Biochemist Samuel Sternberg discusses CRISPR use

Bianca Cacciola, Reporter

Biochemist Samuel Sternberg visited Bakersfield College where he held mass lectures in both the Levan Center and the Forum building on Oct. 24. Sternberg spoke about his book “A Crack in Creation: The New Power to Control Evolution” which focuses on gene editing. 

Sternberg received his doctorate’s degree in chemistry from the University of California Berkeley in 2014 and currently is the head of a research lab at Columbia University, where he is an assistant professor in the Department of Biochemistry and Molecular Biophysics.

The biological advancement CRISPR, the acronym for clustered regularly interspaced short palindromic repeats, has widely taken over the world of biology in the past decade. CRISPR can be defined as “a segment of DNA containing short repetitions of base sequences, involved in the defense mechanisms of prokaryotic organisms to viruses,” according to the Oxford dictionary. 

“One of the most controversial topics right now in biotechnology [and] bioethics is should we use these kinds of tools in human embryos,” Sternberg said. “What are the boundaries for where we should be using technology and where we shouldn’t. And could this tool give us the caliber to make these decisions about the genetics that the next generation might have.” 

CRISPR could have the ability to look at an embryo’s DNA sequence and eliminate the part of the sequence that could be positive for diseases such as HIV, cystic fibrosis, cancer, and more. 

“They take gene edited cells and they can put them in a mouse model. Then they can look for cancer mastitis, sequence what genes were edited, and get a complete genome-wide landscape on all the different molecular players in tumor mastitis,” Sternberg said.
──────────
Work request 1. According to the Sternberg article, in what year did Sternberg receive his doctorate from the University of California Berkeley?
Work request 2. Return the part of the Sternberg article that begins with the words containing "CRISPR could have" and ends with "cancer, and more.".
The material has no connection to the Sternberg article.

Referring expression data
──────────
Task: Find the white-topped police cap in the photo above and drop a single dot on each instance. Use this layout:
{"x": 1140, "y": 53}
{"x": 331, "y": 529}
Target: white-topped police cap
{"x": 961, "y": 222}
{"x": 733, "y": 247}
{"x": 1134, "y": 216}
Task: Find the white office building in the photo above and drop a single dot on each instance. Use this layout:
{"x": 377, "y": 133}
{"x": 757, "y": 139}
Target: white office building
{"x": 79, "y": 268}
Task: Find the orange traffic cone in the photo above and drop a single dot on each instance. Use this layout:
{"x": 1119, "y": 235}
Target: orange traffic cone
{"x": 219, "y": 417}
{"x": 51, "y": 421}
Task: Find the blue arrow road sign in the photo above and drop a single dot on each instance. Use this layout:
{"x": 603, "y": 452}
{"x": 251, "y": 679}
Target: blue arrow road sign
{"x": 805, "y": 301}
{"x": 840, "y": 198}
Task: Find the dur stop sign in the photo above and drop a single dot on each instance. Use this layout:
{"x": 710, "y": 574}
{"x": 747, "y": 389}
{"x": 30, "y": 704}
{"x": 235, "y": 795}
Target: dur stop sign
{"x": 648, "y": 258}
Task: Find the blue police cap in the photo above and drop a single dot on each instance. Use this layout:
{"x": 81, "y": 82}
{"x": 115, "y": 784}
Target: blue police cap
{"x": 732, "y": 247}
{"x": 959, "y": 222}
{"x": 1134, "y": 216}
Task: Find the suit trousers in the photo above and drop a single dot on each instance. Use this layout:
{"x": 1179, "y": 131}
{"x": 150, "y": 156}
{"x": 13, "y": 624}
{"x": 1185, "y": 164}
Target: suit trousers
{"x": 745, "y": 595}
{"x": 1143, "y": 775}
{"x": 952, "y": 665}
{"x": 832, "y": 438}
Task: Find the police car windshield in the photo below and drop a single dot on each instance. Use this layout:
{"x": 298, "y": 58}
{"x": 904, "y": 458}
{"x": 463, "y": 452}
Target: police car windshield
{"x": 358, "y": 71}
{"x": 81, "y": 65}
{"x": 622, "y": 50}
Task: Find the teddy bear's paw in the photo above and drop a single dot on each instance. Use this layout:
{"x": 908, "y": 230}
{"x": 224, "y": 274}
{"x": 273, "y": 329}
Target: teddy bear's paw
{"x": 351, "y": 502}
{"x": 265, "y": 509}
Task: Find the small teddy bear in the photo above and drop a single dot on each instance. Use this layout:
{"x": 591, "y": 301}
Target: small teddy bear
──────────
Exercise response 1. 2014

Exercise response 2.
CRISPR could have the ability to look at an embryo’s DNA sequence and eliminate the part of the sequence that could be positive for diseases such as HIV, cystic fibrosis, cancer, and more.